• [TASK A]: Filter the entries below and copy each line that contains the string "dark", matching case exactly.

• [TEXT EXTRACT]:
+ + + +

YugaByte review: Planet-scale Cassandra and Redis
YugaByte DB combines distributed ACID transactions, multiregion deployment, and support for Cassandra and Redis APIs, with PostgreSQL on the way
-
YugaByte DB 1.0
During my decades as a database application developer, I never imagined in my wildest dreams that I would ever have access to a transactional, planet-scale, distributed database, much less that I would be comparing many of them. But with Google Cloud Spanner, CockroachDB, Azure Cosmos DB, Neo4j Enterprise, and most recently YugaByte DB all available in production, that one-time pipe dream is now quite real.
In broad terms, Google Cloud Spanner offers a scalable, distributed, strongly consistent SQL database as a service that can handle around 2,000 writes per second and 10,000 reads per second, per node, with a median latency of about five milliseconds. To speed up reads that don’t need absolutely up-to-date data, you can ask Spanner for stale reads, since it supports time-travel queries. Spanner uses a Google dialect of SQL and runs only on the Google Cloud Platform.
CockroachDB is a Spanner-like, open-source SQL database that supports the PostgreSQL wire protocol and PostgreSQL SQL dialect. CockroachDB is built on top of RocksDB, an open-source transactional and consistent key-value store. Like Spanner, it supports time-travel queries. CockroachDB can run on any cloud, in Docker containers with or without orchestration, or on Linux servers or VMs. The enterprise version of CockroachDB adds geo-partitioning, role-based access control, and support.

+ + + +

• [WORKING DATA]:
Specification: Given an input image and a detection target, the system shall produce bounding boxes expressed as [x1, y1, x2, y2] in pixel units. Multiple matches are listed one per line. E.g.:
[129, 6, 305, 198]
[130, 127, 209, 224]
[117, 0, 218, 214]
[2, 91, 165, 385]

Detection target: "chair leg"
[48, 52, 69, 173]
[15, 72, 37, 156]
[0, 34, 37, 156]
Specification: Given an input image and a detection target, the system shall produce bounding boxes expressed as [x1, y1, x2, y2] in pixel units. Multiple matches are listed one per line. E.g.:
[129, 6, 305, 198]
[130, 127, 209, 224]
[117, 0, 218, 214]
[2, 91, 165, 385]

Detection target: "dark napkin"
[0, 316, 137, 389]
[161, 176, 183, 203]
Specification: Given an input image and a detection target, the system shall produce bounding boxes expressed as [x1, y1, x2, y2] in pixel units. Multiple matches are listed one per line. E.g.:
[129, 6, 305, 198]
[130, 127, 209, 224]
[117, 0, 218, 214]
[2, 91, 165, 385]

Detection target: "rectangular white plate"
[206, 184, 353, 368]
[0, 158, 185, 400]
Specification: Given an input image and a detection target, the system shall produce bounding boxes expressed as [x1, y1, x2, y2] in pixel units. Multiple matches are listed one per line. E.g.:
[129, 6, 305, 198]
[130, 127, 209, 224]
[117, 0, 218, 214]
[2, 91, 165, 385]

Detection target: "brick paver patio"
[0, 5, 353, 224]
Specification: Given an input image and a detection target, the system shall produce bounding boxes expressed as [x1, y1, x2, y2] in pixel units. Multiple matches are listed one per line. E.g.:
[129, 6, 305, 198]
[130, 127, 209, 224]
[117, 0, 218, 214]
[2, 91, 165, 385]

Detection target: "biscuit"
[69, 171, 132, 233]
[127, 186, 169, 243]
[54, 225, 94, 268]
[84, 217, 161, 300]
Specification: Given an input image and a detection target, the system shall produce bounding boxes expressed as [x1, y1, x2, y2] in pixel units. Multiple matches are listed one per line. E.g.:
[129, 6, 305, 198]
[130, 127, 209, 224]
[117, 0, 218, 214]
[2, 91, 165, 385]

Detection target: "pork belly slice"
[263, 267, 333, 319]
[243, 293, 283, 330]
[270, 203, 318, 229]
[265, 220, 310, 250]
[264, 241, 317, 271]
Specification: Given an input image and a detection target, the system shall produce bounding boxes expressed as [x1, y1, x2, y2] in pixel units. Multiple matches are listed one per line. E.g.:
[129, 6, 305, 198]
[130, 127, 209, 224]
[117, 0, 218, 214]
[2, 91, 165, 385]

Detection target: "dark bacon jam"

+ + + +

• [TASK B]: Write out the passage of the YugaByte review word for word, starting at "YugaByte review: Planet-scale" and ending at "now quite real.".

• [EXERCISE RESPONSE A]:
Detection target: "dark napkin"
Detection target: "dark bacon jam"

• [EXERCISE RESPONSE B]:
YugaByte review: Planet-scale Cassandra and Redis
YugaByte DB combines distributed ACID transactions, multiregion deployment, and support for Cassandra and Redis APIs, with PostgreSQL on the way
-
YugaByte DB 1.0
During my decades as a database application developer, I never imagined in my wildest dreams that I would ever have access to a transactional, planet-scale, distributed database, much less that I would be comparing many of them. But with Google Cloud Spanner, CockroachDB, Azure Cosmos DB, Neo4j Enterprise, and most recently YugaByte DB all available in production, that one-time pipe dream is now quite real.